Desde lejos

El Vaticano y los gays

Nunca he podido comprender la inquina contra los homosexuales. Siempre he pensado que, cuando las viejas culturas condenaron eso que se llamó aquí "el pecado nefando", era porque se trataba de grupos humanos minoritarios, sometidos a condiciones de supervivencia muy duras, que necesitaban poblar rápidamente los territorios y no podían prescindir de una sola gota de semen. Pero lo que en sus orígenes probablemente no fue más que un recurso considerado necesario, se ha ido convirtiendo con el tiempo en una profunda manía. ¿Acaso tendrá que ver con ese miedo indefinible que tan a menudo nos tenemos a nosotros mismos? ¿Con el pavor a dejar aflorar instintos que, aunque están en la naturaleza, nos han enseñado a considerar perversos y que tal vez muchos han sentido en alguna ocasión, latiendo en algún punto oscuro de su mente?

No lo sé.
+++++
**Tareas del ejercicio:**
A) ¿Puedes copiar el pasaje del texto sobre el Vaticano y los gays que comienza en las palabras "Nunca he podido" y termina tras "de su mente?", pero cambiando "inquina" por "hostilidad"?
B) ¿Podrías resumir en menos palabras el párrafo del texto sobre el Vaticano y los gays que empieza con "Nunca he podido comprender", conservando sus ideas principales?
C) ¿Puedes retomar el texto sobre el Vaticano y los gays a partir de su última frase y seguir escribiéndolo?
Para este ejercicio no hace falta consultar los registros.
+++++
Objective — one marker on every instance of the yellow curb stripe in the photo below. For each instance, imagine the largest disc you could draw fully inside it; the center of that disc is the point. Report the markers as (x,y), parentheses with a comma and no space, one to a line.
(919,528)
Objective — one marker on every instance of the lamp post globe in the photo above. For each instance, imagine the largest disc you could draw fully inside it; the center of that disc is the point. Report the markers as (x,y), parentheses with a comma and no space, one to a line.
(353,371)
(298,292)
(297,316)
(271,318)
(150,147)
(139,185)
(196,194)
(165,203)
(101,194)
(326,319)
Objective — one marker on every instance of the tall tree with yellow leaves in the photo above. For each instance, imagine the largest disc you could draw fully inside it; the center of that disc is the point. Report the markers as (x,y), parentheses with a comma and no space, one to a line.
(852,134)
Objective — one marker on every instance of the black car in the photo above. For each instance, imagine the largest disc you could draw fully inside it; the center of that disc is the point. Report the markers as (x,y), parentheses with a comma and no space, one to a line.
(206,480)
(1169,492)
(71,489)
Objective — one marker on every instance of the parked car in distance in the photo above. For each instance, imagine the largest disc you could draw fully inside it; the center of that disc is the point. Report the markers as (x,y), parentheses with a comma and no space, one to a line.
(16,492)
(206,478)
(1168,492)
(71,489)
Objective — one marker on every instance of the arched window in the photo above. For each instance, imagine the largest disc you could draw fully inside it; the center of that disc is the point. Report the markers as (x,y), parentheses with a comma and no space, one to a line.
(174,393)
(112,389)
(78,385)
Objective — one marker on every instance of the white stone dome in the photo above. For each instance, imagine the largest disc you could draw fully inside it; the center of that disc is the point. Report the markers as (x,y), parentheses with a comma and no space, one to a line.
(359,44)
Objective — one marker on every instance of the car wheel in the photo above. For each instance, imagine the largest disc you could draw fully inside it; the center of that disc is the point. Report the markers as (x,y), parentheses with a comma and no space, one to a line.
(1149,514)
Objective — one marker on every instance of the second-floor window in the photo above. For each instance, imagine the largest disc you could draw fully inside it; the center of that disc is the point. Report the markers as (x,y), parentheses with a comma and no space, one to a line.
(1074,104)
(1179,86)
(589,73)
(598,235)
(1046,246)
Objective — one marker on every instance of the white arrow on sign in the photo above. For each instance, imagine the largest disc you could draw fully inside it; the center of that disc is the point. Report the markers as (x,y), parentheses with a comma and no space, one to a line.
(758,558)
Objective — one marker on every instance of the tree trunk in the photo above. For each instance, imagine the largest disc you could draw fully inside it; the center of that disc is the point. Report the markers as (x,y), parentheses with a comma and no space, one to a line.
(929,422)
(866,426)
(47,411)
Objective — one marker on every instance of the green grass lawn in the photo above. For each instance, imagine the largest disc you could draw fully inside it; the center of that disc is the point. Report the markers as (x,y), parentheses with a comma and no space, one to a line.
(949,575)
+++++
**Tus respuestas:**
A)
Nunca he podido comprender la hostilidad contra los homosexuales. Siempre he pensado que, cuando las viejas culturas condenaron eso que se llamó aquí "el pecado nefando", era porque se trataba de grupos humanos minoritarios, sometidos a condiciones de supervivencia muy duras, que necesitaban poblar rápidamente los territorios y no podían prescindir de una sola gota de semen. Pero lo que en sus orígenes probablemente no fue más que un recurso considerado necesario, se ha ido convirtiendo con el tiempo en una profunda manía. ¿Acaso tendrá que ver con ese miedo indefinible que tan a menudo nos tenemos a nosotros mismos? ¿Con el pavor a dejar aflorar instintos que, aunque están en la naturaleza, nos han enseñado a considerar perversos y que tal vez muchos han sentido en alguna ocasión, latiendo en algún punto oscuro de su mente?

B) No entiendo la inquina contra los homosexuales. Creo que las viejas culturas condenaron "el pecado nefando" porque eran grupos minoritarios. Vivían en duras condiciones de supervivencia, necesitaban poblar rápido sus territorios y no podían prescindir de una sola gota de semen. Lo que quizá nació como un recurso necesario se ha convertido con el tiempo en una profunda manía. ¿Vendrá del miedo a nosotros mismos? ¿Vendrá del pavor a dejar aflorar instintos naturales que nos enseñaron a ver como perversos y que tal vez muchos han sentido alguna vez?

C)
En cualquier caso, a día de hoy, en casi 90 países del mundo –prácticamente todas las naciones islámicas, además de la India–, el deseo hacia las personas del propio sexo está penado con cárcel, incluso con cadena perpetua. O con el patíbulo: Arabia Saudí, Emiratos Árabes, Yemen, Irán, Mauritania, Sudán y algunos Estados del norte de Nigeria aplican la pena de muerte contra los gays, las lesbianas y los transexuales. La Asamblea General de la ONU intenta aprobar en estos días una resolución que aconseje a los países miembros despenalizar la homosexualidad. La resistencia es extrema. Y a la de los países musulmanes se ha unido la de la Iglesia católica: el Vaticano se niega a firmar un acuerdo que significaría demostrar respeto –o cuando menos compasión– hacia millones de seres. El Vaticano, con sus curas pederastas actuando por todas partes... ¿Tanto miedo tienen de sí mismos?